Objective » Reproduce every line of the records below verbatim.

Raw records »
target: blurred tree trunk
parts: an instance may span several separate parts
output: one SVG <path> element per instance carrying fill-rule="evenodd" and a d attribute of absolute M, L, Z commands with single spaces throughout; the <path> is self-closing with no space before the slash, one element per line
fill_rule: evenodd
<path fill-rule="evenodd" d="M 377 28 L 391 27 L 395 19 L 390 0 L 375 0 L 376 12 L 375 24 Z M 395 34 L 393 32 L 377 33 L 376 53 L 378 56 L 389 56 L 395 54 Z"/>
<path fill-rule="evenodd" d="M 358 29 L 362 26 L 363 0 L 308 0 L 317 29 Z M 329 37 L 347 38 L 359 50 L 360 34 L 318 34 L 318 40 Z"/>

Result of this task »
target: blurred tree trunk
parts: an instance may span several separate parts
output: one SVG <path> element per instance carrying fill-rule="evenodd" and a d attribute of absolute M, L, Z commands with single spaces throughout; the <path> is self-closing with no space before the slash, one element per line
fill_rule: evenodd
<path fill-rule="evenodd" d="M 377 28 L 391 27 L 395 19 L 390 0 L 375 0 L 376 12 L 375 24 Z M 395 34 L 393 32 L 377 33 L 376 53 L 378 56 L 389 56 L 395 54 Z"/>
<path fill-rule="evenodd" d="M 358 29 L 362 26 L 363 0 L 308 0 L 317 29 Z M 329 37 L 347 38 L 359 50 L 360 34 L 318 34 L 318 40 Z"/>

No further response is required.